- [Source]
***

Pinoy Greats! Filipino Heroes Come Alive, Move Forward
By Winchell Campos
Fri, 02 Sep 2011
LOS ANGELES, CA--Fact: There are about more than a dozen unsung Filipino-Americans working in the White House, some of them directly and constantly in touch with the president of the United States, Barack Obama. Some even have served the last four American presidents.
Another smaller fact: Sometimes, President Obama, himself, refers to his Filipino-American staff members as "Pacquiao," in a light reference to the current and probably the greatest Filipino boxer who ever lived, Emmanuel "Manny" Pacquiao.
Even before Pacquiao became an elected Philippine Congressman, he was THE greatest fighter from the Far East who broke the glass ceiling, one who has slowly carved a name for himself and has become part of mainstream America. They say once you've reached that pinnacle, you know you've made it and you have arrived.
We have lived to see the Pacquiao phenomenon. The man who rose from the ranks, conquered poverty and became a unifying force in sports and society, has galvanized and united a race, once fragmented and tormented by identity crises. Today, second and third generation Filipinos would be seen proudly wearing the tri-colors of the Philippine flag in numerous art forms and social gatherings. In Pacquiao's fights in some of the biggest arenas in the world, they had to sell Philippine flags because there is an obvious market for it.

***

- [Challenges]
**a.** In the article on Filipino heroes, what nickname does President Obama sometimes use for his Filipino-American staff members?
**b.** Resume the article on Filipino heroes, picking up right after its final sentence.

***

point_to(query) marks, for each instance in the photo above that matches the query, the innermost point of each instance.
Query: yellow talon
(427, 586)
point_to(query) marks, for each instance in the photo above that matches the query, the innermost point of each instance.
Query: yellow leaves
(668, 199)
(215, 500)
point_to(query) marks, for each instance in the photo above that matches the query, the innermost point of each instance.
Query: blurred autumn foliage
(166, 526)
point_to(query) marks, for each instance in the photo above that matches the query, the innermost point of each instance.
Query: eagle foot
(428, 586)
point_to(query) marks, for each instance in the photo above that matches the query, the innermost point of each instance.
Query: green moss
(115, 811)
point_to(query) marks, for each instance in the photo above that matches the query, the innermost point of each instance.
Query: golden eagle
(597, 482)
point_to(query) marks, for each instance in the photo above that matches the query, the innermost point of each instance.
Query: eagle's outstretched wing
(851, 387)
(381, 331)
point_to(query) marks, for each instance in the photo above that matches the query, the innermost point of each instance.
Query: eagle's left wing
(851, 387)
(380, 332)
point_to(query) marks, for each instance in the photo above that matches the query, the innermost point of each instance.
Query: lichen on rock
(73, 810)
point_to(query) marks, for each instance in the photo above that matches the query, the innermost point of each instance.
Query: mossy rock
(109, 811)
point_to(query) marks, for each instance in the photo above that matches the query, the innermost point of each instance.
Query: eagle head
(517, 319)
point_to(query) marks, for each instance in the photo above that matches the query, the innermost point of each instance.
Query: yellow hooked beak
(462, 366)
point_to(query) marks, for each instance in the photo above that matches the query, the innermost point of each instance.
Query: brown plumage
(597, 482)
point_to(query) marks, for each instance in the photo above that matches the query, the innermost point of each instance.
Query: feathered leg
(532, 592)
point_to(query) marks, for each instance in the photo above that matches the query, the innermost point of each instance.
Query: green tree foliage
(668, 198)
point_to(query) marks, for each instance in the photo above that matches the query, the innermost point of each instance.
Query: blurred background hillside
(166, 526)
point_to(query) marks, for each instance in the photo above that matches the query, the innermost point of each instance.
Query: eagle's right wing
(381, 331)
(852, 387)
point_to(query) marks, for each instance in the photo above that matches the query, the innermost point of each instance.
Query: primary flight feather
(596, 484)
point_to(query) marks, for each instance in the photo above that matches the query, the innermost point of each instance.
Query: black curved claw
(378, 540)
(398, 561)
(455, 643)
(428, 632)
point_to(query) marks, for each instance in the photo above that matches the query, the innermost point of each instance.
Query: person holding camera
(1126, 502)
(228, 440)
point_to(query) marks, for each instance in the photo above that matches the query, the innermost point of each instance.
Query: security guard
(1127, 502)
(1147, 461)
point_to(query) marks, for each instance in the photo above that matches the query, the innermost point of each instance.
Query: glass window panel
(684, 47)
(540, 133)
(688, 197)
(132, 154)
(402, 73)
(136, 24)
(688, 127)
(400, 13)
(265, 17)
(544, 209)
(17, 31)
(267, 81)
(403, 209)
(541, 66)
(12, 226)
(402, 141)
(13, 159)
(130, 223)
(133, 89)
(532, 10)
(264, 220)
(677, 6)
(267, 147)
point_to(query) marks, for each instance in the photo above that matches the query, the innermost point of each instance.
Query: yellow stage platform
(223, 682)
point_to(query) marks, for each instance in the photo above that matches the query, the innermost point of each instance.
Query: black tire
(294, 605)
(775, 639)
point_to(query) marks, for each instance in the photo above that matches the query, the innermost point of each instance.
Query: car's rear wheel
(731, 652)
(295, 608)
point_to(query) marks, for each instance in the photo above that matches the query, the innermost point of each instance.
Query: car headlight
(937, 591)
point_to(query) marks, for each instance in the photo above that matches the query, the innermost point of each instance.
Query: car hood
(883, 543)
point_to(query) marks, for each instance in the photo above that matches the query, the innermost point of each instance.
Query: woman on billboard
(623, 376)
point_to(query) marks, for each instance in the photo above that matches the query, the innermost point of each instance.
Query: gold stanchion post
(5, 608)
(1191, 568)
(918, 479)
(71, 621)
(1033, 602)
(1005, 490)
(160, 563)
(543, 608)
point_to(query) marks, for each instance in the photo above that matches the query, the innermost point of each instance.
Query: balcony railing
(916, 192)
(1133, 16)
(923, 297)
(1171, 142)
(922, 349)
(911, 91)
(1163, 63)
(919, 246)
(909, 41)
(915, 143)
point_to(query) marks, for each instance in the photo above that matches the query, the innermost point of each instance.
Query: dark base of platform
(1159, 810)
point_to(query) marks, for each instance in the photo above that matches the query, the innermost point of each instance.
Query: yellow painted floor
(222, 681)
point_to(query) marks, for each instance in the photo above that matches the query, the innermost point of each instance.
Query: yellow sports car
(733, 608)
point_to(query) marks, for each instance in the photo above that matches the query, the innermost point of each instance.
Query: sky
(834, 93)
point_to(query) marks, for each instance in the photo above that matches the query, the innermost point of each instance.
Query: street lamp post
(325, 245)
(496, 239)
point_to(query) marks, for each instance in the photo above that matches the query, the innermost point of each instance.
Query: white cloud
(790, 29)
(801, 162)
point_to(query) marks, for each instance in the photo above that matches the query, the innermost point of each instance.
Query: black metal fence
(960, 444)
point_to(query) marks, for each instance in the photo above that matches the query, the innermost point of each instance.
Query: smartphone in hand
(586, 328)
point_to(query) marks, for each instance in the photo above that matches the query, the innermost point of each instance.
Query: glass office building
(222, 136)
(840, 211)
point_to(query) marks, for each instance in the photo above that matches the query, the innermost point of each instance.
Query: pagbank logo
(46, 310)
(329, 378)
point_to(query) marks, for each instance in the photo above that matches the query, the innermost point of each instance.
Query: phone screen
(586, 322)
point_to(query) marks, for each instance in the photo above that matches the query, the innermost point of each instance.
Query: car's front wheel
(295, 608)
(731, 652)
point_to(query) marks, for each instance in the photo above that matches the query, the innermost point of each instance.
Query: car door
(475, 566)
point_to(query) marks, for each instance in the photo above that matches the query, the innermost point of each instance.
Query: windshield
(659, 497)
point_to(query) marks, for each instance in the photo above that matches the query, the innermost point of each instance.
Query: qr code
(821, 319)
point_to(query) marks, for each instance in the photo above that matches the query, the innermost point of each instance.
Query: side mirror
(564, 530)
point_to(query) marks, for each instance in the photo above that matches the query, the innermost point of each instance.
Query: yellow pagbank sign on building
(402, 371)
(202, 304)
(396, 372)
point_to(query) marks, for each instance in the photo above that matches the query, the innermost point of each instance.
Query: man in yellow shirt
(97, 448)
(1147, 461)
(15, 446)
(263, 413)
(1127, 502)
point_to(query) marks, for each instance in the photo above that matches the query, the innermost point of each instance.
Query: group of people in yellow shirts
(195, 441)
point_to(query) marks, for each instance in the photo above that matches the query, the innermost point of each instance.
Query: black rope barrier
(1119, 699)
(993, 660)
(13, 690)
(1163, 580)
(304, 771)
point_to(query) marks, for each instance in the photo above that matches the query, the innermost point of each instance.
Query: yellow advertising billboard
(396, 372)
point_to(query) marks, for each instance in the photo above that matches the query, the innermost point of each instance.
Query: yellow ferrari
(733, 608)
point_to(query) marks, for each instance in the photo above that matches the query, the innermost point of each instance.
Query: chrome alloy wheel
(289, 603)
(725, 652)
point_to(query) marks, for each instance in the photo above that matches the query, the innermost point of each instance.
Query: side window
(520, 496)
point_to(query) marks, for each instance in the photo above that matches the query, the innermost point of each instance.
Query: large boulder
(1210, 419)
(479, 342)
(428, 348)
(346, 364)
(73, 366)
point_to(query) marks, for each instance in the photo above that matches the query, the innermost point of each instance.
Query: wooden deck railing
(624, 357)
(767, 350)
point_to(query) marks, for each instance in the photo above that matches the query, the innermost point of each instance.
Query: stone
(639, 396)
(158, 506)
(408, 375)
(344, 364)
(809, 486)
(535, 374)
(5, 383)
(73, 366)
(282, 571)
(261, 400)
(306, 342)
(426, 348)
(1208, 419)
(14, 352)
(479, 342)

***

- [Answers by task]
**a.** He sometimes calls them "Pacquiao."

**b.**
So when an unfunded team of paddlers defied the odds to win five gold medals in the recently concluded World Dragon Boat championships in Tampa, Florida, they did so with the help of a whole nation. Droves of Pinoys came out to support the team and cheered lustily for the would-be heroes. Some brought in food, others just chipped in by saying "good luck" to a team which almost did not make the trip.
Back home, corporate sponsors cashed in on the opportunity to support the "Pinoy" in a true bayanihan spirit, believing in the goodness, courage and bravery of the Filipino fighting heart.
Pacland, a website that was dedicated to Pacquiao and which is as old as Pacquiao's triumphs, has also become an iconic and multi-awarded website. It is visited by tens of thousands of Filipinos daily worldwide and has become one of the busiest. In fact, it has become a hub and point of reference for every boxing and sports fan, not necessarily Pinoy.
Whether it be the implosion and/or the explosion of ideas and information via the world-wide-web, our successes of today are magnified a hundred-fold. Our forefathers and the people who trail-blazed our paths would have been as big as they are right now. They are as old as America's railways because yes, they helped build these structures from a lost past. But still, we will try to make their legacies alive like the Filipino soldier who defended the country in World War II, unwittingly so that the whole world could survive the onslaught of the enemy out to conquer other worlds. After a lifelong struggle to get recognized for their heroic deeds of saving the world and delaying the advance and timetables of the enemy, finally our "lolos" did not die in vain.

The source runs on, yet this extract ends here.